##### TEXT #####

The Northern Secretary, Dr John Reid, said the British government was carrying forward the recommendations contained in the Patten Report on policing, which said there should be investment in research into finding an acceptable, less dangerous, alternative to the present plastic bullet.

He said the British government would be delighted if the public order situation in the North improved sufficiently to remove the need to resort to baton rounds.

"The whole community has a contribution to make to achieve that aim, but sadly we are not there yet," he said.

The government would ensure every effort was made to find an alternative and to provide the police with a broader range of public order equipment, he added.

"We will continue the search for a safer alternative, but meanwhile we have introduced a round that independent experts have concluded is, on balance, a great deal safer than the existing one.

"Our objective remains the same - to reach the position in which the need to use baton rounds will ultimately disappear."

There has been a reduction in the use of plastic bullets in the North in recent years. Since the current version was introduced in 1994, 13,264 have been fired, but the Northern Ireland Office said only 112 were fired in 1999 and only 26 last year.

##### RECORDED INFORMATION #####

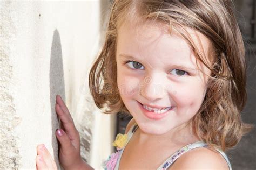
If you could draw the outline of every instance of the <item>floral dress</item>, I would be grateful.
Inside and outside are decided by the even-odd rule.
[[[111,155],[109,156],[107,160],[103,161],[102,167],[105,170],[118,169],[120,160],[123,154],[123,152],[127,144],[129,141],[130,139],[131,139],[138,128],[138,125],[135,123],[132,125],[127,134],[122,134],[119,133],[117,134],[116,138],[116,140],[113,143],[113,146],[116,147],[117,151],[113,153]],[[198,147],[208,147],[207,144],[201,141],[196,141],[195,143],[186,145],[177,151],[174,154],[173,154],[167,159],[164,161],[163,164],[161,164],[161,165],[157,168],[157,170],[167,169],[178,158],[179,158],[179,157],[180,157],[184,153],[190,150]],[[228,165],[229,169],[232,170],[231,165],[225,153],[221,150],[218,148],[215,149],[226,160]]]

#####

WHAT IS ASKED >>
(A) List every count of plastic bullets fired that the text on plastic bullets gives, with the period each covers.
(B) According to the text on plastic bullets, in what year was the current version introduced?
The lines have no connection to the text on plastic bullets.

COMPLETED EXERCISE >>
(A)
13,264 since 1994
112 in 1999
26 last year

(B) 1994